* Challenge *
Could you update everything from the line containing "Provide one point per instance of the cross" down to the line containing "[(150, 42)]" so that "atop" becomes "on top of", keeping all else unchanged, and give back only those lines?
------
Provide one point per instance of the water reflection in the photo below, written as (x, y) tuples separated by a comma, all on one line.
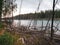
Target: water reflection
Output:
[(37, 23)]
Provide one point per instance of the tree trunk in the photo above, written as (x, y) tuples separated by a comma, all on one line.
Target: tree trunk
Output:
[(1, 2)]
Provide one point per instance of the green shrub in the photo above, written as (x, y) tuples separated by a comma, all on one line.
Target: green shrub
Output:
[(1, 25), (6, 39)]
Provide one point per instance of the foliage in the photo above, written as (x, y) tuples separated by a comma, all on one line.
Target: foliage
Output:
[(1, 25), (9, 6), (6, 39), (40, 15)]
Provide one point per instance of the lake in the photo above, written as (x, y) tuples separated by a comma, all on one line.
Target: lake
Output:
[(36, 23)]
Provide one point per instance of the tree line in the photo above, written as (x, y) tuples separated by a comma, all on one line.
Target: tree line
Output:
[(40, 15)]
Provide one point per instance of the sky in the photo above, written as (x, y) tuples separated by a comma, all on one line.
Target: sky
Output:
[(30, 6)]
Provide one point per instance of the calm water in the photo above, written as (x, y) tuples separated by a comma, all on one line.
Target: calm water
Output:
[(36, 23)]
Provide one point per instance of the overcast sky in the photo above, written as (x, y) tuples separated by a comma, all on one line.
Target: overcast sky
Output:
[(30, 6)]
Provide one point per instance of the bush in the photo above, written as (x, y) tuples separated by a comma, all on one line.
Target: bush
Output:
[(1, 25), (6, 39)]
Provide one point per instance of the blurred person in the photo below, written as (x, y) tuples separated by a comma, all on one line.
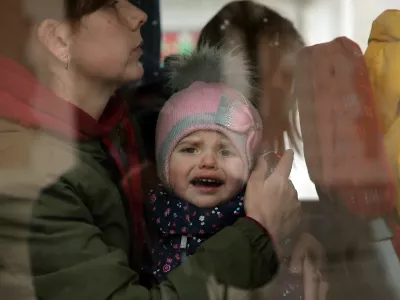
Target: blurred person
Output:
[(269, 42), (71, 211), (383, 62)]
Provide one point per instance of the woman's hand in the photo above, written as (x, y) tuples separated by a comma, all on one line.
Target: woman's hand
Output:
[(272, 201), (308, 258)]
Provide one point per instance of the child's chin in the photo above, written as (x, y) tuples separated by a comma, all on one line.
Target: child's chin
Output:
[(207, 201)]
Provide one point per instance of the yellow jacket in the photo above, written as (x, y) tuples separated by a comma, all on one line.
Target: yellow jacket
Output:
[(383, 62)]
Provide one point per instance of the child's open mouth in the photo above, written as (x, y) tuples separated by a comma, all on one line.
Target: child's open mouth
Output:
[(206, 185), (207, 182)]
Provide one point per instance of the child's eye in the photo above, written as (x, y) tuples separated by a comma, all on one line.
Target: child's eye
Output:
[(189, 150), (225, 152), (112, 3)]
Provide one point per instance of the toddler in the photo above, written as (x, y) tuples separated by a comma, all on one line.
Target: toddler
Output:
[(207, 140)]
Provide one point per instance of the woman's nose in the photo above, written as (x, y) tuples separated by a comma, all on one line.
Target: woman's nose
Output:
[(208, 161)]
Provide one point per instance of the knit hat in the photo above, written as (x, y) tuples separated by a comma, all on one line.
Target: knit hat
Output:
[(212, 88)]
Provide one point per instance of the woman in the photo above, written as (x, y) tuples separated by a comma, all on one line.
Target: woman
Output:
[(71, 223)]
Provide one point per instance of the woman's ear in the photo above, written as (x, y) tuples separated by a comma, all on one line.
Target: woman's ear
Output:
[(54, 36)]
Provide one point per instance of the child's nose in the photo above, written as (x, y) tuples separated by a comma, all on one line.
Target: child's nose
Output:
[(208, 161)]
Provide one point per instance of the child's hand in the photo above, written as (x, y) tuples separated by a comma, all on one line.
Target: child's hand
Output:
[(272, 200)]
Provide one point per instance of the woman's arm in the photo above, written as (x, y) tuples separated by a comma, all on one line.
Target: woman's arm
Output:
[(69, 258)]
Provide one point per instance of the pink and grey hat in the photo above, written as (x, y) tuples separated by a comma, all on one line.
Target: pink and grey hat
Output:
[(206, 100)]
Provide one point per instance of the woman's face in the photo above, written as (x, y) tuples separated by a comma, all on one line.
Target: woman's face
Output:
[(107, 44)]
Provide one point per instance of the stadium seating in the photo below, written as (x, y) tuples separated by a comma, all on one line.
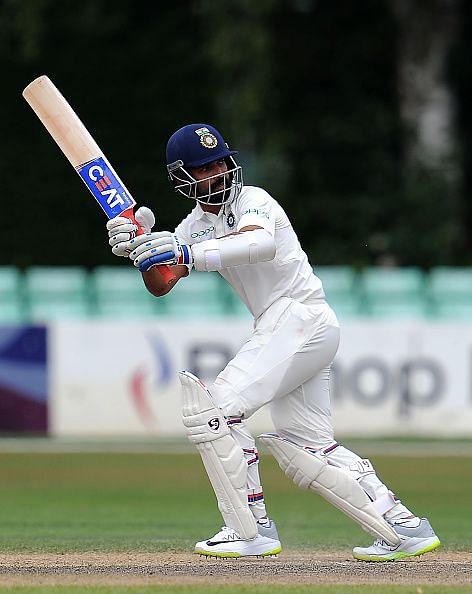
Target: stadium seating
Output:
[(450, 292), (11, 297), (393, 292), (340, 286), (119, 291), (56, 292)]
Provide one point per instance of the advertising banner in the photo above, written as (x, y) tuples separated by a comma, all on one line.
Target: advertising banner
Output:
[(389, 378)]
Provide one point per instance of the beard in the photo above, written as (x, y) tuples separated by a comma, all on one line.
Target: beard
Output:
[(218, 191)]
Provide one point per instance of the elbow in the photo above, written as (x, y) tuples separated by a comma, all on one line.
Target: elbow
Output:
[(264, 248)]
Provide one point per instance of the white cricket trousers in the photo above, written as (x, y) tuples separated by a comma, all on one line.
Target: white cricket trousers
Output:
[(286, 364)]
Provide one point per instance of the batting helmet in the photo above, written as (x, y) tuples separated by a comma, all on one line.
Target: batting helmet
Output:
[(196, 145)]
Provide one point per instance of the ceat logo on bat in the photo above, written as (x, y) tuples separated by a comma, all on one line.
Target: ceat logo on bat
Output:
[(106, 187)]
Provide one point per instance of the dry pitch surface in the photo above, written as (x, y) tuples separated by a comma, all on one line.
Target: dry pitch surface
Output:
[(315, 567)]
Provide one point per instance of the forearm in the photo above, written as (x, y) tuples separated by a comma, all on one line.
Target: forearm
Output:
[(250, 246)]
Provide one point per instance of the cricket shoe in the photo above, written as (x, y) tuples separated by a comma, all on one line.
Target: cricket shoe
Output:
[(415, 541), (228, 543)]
------
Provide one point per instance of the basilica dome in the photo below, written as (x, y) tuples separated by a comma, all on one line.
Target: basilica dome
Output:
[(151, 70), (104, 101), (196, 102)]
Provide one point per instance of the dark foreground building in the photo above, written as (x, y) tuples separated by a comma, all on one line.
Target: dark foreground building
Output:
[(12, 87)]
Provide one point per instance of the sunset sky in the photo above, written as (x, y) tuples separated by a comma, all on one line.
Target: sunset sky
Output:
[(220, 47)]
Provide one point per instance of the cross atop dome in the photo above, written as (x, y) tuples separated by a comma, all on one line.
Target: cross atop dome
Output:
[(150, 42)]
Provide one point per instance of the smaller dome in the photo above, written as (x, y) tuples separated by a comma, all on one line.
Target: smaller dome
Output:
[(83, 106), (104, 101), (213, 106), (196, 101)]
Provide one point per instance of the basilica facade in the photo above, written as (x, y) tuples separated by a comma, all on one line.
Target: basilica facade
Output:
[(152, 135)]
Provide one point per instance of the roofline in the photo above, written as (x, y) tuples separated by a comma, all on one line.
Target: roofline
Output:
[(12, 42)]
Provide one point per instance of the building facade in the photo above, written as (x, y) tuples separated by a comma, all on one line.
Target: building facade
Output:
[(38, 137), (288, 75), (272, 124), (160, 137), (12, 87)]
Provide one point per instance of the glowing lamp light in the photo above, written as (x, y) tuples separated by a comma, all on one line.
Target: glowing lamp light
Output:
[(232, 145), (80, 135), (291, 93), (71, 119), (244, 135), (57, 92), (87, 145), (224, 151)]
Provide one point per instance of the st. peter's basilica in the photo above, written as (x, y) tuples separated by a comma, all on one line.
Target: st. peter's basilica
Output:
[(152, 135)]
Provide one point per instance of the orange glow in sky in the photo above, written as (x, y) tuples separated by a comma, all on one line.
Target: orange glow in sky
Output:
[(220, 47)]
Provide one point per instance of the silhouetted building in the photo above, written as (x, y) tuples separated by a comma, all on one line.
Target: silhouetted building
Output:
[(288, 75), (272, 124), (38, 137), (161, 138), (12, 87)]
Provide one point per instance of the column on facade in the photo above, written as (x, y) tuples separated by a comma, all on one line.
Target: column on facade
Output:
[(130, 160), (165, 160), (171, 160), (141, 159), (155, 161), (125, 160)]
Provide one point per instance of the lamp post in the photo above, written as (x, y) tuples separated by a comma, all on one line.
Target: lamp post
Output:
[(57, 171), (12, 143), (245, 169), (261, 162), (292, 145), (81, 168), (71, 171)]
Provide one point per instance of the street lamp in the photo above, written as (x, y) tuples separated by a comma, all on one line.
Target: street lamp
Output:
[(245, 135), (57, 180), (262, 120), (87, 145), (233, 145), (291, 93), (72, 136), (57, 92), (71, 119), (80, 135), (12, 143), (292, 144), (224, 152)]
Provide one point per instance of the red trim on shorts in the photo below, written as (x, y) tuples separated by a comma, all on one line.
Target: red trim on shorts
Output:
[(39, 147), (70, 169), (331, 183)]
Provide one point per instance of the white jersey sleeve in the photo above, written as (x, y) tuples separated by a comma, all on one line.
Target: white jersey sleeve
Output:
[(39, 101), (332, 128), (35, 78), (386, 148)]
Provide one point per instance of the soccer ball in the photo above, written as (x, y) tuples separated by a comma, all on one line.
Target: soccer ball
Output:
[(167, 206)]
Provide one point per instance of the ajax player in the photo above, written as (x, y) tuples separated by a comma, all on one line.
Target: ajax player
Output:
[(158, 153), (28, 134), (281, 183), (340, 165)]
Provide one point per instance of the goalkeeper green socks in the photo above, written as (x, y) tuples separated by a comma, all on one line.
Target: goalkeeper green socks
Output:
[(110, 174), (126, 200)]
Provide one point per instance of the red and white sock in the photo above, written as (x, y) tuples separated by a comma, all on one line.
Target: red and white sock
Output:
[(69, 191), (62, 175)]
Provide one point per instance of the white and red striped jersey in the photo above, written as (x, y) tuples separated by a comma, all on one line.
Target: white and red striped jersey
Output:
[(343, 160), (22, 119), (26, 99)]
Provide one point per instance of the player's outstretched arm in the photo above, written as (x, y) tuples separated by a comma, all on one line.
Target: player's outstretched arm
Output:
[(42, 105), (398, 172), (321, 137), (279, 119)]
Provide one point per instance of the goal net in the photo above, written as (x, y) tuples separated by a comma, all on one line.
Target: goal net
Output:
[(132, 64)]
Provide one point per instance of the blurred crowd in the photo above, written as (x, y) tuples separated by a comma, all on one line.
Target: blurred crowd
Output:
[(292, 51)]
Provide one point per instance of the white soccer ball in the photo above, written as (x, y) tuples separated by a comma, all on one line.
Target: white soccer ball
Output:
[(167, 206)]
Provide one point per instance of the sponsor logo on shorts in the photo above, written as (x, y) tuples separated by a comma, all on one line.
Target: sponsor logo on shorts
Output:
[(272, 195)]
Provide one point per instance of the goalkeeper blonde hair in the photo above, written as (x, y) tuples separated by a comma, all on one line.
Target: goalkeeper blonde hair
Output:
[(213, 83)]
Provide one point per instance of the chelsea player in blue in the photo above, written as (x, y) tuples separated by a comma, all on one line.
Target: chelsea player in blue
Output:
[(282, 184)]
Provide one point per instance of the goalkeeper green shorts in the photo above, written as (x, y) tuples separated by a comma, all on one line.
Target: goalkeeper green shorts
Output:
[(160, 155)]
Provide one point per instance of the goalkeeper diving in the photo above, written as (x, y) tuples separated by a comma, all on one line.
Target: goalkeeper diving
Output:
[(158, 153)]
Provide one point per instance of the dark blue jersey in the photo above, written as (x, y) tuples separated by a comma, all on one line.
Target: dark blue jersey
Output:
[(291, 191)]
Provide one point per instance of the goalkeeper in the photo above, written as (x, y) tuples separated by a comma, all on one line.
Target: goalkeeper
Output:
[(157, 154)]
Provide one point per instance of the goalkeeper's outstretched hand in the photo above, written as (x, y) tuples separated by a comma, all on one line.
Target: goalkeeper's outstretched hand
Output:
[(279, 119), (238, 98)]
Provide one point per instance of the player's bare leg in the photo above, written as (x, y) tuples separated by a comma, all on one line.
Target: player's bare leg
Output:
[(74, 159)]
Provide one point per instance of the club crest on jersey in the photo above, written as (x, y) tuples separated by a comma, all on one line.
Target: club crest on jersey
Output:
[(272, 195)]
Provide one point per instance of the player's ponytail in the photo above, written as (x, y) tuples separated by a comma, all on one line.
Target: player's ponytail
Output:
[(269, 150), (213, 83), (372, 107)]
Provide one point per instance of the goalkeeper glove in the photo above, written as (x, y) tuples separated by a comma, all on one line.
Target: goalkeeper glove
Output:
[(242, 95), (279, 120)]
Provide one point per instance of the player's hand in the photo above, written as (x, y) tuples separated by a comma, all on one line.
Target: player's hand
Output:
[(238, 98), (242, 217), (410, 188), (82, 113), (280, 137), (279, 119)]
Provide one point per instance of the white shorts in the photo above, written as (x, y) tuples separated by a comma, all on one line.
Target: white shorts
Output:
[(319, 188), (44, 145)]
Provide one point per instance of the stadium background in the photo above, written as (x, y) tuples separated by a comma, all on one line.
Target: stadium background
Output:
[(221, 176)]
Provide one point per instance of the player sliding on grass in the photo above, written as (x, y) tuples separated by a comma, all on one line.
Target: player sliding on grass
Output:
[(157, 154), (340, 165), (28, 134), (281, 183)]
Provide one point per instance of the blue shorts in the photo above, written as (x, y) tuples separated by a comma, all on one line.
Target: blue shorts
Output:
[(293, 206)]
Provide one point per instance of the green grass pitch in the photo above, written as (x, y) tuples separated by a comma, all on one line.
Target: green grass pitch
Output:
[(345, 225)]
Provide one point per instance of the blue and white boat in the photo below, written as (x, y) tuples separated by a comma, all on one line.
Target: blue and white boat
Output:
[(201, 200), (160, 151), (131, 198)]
------
* Written solution *
Provide one point per instance of the cross on top of dome in the photo above, written as (x, y) tuples separated by a comma, all on one line.
Target: cross on top of dome
Output:
[(150, 42)]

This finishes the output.